**PROBLEM DETAILS**. Set out each entry below as a numbered list of its lines, skipping any blank lines.
>> begin RECORDED DATA
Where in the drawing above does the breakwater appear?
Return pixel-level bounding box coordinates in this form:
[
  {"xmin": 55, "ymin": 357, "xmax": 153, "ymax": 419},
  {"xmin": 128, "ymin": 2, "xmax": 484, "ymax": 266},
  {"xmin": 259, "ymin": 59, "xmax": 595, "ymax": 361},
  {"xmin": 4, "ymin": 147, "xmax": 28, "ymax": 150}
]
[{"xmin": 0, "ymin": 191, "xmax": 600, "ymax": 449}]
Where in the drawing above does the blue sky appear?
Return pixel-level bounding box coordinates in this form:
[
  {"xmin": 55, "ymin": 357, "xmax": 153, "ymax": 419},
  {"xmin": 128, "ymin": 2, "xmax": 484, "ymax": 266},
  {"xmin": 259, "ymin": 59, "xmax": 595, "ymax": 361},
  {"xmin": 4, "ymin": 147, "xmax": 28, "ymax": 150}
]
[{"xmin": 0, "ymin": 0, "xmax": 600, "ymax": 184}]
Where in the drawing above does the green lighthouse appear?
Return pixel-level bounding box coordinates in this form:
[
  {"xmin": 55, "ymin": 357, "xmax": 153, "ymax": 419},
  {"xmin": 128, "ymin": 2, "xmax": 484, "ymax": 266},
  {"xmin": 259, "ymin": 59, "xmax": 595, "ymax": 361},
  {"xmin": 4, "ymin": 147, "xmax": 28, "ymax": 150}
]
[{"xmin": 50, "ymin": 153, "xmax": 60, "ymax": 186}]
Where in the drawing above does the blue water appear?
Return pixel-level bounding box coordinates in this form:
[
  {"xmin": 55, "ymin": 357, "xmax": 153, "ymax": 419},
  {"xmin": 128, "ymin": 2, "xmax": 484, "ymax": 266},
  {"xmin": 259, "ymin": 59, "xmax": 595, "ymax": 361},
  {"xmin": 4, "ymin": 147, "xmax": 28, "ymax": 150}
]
>> end RECORDED DATA
**OUTPUT BELOW**.
1. Where in the drawing above does the breakwater appear?
2. Return pixel-level bounding box coordinates in this form:
3. [
4.   {"xmin": 55, "ymin": 357, "xmax": 153, "ymax": 419},
5.   {"xmin": 128, "ymin": 2, "xmax": 484, "ymax": 266},
6.   {"xmin": 259, "ymin": 59, "xmax": 595, "ymax": 361},
7.   {"xmin": 4, "ymin": 147, "xmax": 28, "ymax": 150}
8. ]
9. [{"xmin": 0, "ymin": 191, "xmax": 600, "ymax": 449}]
10. Where in the drawing above does the blue sky appear?
11. Return pixel-level bounding box coordinates in this form:
12. [
13.   {"xmin": 55, "ymin": 357, "xmax": 153, "ymax": 419},
14.   {"xmin": 128, "ymin": 2, "xmax": 484, "ymax": 266},
15.   {"xmin": 259, "ymin": 59, "xmax": 595, "ymax": 361},
16.   {"xmin": 4, "ymin": 147, "xmax": 28, "ymax": 150}
17. ]
18. [{"xmin": 0, "ymin": 0, "xmax": 600, "ymax": 184}]
19. Where in the drawing above does the green lighthouse appear?
20. Return pixel-level bounding box coordinates in this form:
21. [
22.   {"xmin": 55, "ymin": 357, "xmax": 153, "ymax": 419},
23.   {"xmin": 128, "ymin": 2, "xmax": 484, "ymax": 266},
24.   {"xmin": 259, "ymin": 59, "xmax": 595, "ymax": 361},
25.   {"xmin": 4, "ymin": 147, "xmax": 28, "ymax": 150}
26. ]
27. [{"xmin": 50, "ymin": 153, "xmax": 60, "ymax": 186}]
28. Where in the drawing above does the blue water appear?
29. Return pixel-level bounding box coordinates in this form:
30. [
31.   {"xmin": 55, "ymin": 357, "xmax": 153, "ymax": 419},
32.   {"xmin": 128, "ymin": 2, "xmax": 484, "ymax": 266},
33.   {"xmin": 259, "ymin": 59, "xmax": 595, "ymax": 361},
34.   {"xmin": 4, "ymin": 147, "xmax": 28, "ymax": 150}
35. ]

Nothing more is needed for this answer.